* START RECORD EXCERPTS *

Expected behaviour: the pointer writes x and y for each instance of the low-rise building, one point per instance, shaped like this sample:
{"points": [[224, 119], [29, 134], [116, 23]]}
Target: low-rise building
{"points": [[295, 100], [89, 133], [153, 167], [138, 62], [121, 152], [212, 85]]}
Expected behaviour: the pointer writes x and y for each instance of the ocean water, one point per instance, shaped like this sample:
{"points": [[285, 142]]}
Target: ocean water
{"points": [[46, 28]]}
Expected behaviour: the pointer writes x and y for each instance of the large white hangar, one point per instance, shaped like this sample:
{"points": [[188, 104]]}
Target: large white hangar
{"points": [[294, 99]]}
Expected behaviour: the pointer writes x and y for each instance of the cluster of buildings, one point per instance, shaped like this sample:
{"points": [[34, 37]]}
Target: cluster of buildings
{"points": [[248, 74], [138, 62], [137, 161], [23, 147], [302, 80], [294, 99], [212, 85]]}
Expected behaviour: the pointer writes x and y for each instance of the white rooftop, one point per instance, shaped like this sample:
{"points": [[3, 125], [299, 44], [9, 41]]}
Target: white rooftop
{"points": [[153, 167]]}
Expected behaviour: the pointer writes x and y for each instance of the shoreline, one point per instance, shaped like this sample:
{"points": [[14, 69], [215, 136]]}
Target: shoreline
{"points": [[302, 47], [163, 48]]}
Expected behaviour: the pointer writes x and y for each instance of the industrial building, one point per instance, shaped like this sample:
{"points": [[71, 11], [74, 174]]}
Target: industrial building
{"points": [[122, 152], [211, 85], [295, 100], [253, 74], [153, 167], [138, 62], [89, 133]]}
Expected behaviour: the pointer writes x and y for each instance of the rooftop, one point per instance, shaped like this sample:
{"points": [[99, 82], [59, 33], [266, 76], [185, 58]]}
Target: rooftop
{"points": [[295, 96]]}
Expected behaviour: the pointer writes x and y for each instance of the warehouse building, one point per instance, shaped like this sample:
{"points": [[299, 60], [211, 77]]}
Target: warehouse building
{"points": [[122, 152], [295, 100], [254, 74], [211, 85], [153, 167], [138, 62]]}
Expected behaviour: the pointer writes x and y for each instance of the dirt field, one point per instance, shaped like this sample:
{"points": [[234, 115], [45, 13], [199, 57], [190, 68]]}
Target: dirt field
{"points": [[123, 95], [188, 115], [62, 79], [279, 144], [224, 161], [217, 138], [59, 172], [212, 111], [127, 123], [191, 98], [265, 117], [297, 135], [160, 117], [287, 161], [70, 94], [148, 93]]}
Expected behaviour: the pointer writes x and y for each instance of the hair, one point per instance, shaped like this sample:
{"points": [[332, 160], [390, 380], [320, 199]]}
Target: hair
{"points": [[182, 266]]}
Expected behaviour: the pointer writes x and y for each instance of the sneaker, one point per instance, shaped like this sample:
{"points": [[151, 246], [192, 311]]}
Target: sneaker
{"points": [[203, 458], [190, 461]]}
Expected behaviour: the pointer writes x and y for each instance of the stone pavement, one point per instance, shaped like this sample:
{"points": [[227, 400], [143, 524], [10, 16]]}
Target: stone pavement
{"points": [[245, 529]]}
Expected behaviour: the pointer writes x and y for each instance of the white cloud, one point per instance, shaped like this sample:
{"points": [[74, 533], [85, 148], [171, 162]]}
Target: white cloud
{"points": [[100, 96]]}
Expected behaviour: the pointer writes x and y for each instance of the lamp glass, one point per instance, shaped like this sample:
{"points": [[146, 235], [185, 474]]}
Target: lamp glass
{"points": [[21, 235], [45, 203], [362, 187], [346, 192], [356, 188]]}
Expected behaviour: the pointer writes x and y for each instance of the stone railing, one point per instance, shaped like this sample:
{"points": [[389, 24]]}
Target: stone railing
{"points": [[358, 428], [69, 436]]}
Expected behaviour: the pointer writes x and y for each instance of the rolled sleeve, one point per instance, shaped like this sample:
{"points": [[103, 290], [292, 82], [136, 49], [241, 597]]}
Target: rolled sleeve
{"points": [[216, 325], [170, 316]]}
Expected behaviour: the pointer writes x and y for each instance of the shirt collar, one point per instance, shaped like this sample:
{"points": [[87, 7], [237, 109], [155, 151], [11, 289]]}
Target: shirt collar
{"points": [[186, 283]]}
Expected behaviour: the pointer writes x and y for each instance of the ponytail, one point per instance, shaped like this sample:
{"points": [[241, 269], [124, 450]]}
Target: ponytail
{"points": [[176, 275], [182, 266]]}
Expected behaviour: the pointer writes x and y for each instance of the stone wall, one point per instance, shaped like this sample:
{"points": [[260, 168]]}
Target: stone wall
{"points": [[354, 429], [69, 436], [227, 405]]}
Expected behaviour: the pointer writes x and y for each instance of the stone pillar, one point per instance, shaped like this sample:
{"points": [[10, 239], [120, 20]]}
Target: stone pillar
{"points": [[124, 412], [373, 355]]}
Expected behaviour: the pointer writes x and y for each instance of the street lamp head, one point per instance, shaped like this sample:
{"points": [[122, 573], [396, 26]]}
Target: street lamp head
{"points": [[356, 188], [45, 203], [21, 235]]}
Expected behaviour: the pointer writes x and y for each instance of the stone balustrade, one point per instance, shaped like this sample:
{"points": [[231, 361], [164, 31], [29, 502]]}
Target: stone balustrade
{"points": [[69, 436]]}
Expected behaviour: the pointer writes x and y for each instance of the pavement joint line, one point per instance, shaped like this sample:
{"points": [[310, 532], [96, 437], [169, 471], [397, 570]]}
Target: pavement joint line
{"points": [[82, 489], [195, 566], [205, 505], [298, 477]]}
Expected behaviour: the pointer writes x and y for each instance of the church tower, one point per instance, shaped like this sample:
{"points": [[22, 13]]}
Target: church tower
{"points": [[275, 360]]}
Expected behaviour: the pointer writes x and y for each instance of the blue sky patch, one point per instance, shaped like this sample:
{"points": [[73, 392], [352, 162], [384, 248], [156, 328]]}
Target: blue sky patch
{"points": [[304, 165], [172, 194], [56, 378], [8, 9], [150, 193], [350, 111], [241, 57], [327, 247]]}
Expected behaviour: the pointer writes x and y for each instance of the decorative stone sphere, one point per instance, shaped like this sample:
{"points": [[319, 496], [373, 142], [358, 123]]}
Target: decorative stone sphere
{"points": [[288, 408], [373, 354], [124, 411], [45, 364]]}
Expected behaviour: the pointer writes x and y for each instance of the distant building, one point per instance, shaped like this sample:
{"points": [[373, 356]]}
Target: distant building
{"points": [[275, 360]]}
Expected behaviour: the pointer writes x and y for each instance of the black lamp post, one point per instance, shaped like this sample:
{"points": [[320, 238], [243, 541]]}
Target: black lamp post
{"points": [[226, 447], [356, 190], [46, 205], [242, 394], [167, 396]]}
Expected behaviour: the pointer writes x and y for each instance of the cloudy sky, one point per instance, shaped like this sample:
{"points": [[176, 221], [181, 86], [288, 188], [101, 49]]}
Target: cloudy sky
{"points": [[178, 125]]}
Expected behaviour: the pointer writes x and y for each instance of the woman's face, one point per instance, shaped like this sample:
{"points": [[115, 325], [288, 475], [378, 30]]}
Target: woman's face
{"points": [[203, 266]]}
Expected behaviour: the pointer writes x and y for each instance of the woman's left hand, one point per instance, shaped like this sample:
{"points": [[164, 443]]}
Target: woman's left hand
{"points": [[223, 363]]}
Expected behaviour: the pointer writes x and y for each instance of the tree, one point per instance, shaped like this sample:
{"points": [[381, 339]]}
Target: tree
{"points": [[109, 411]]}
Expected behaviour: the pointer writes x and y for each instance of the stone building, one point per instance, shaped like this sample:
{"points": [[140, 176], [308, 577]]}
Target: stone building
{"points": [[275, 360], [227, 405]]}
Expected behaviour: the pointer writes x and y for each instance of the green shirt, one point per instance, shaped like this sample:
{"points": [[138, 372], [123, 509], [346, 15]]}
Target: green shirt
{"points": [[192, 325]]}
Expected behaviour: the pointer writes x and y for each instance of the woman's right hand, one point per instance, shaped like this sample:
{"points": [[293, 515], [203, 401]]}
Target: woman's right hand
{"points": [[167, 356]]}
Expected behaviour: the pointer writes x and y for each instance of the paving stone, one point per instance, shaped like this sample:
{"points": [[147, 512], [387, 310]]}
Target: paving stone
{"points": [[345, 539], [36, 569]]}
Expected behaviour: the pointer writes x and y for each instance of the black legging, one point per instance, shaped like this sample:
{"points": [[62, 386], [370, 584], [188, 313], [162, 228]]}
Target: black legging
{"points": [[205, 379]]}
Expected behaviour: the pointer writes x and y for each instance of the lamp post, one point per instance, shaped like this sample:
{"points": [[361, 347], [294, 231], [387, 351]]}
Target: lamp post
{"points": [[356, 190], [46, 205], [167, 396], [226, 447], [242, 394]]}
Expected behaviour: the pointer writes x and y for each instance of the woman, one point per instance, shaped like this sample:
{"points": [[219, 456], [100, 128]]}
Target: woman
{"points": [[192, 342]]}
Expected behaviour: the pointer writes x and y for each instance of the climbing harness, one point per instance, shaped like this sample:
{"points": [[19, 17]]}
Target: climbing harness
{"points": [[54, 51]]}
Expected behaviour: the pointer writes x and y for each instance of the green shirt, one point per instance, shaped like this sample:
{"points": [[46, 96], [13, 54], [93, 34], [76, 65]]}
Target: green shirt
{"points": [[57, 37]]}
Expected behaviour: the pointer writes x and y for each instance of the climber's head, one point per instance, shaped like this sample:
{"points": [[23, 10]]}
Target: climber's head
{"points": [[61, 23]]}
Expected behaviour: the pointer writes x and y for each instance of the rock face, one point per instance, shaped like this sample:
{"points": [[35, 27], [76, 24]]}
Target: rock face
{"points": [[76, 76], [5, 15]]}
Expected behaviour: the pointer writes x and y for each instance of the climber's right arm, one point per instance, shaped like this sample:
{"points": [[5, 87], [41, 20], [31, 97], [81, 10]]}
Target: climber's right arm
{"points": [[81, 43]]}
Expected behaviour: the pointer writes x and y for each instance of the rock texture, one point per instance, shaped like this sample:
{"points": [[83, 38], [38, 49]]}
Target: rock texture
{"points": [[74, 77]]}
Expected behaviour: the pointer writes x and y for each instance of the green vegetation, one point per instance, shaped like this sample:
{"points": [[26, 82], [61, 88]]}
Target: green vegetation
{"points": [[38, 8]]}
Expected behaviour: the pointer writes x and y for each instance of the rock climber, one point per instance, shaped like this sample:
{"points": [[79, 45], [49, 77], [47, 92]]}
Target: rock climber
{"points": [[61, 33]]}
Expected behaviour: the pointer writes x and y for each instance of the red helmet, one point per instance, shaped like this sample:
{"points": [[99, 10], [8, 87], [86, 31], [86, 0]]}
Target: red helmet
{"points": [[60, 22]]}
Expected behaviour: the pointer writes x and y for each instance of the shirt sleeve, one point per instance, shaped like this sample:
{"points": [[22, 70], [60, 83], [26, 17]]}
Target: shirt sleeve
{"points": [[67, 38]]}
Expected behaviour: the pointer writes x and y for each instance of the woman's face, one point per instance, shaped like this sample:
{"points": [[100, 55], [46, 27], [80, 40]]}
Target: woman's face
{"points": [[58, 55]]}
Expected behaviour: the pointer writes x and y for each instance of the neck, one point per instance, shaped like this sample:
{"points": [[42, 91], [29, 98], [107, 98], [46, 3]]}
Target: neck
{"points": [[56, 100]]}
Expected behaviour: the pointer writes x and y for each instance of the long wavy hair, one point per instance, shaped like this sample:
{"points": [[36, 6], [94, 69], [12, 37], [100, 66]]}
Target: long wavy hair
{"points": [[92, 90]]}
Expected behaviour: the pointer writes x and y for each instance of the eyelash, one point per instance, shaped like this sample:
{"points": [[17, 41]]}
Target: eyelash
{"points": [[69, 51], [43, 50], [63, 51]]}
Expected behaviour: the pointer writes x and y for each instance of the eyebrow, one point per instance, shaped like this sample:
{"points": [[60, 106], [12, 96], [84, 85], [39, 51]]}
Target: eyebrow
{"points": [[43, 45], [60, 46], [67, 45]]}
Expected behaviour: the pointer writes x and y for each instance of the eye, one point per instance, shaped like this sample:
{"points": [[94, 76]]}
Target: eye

* END RECORD EXCERPTS *

EXERCISE TASK. Repeat exactly the lines above, starting with the line that contains "the neck, one" and ending with the last line, both included, and nothing else.

THE ANSWER.
Expected behaviour: the pointer writes x and y for each instance of the neck, one point per instance, shaped like this sample:
{"points": [[42, 91], [29, 98], [107, 98], [46, 3]]}
Target: neck
{"points": [[56, 100]]}
Expected behaviour: the pointer writes x and y for each instance of the long wavy hair, one point per instance, shaped like this sample:
{"points": [[36, 6], [94, 69], [12, 37], [100, 66]]}
Target: long wavy hair
{"points": [[92, 90]]}
Expected behaviour: the pointer writes x and y for each instance of the eyelash, one point per instance, shaped like this sample:
{"points": [[17, 41]]}
Target: eyelash
{"points": [[69, 51], [43, 50], [63, 51]]}
Expected behaviour: the pointer writes x and y for each instance of the eyebrow, one point per instance, shaped like this sample:
{"points": [[60, 106], [12, 96], [84, 85], [39, 51]]}
Target: eyebrow
{"points": [[43, 45], [60, 46], [67, 45]]}
Expected behaviour: the pointer writes x and y for each instance of the eye, one point per instance, shaped like this sample:
{"points": [[94, 76]]}
Target: eye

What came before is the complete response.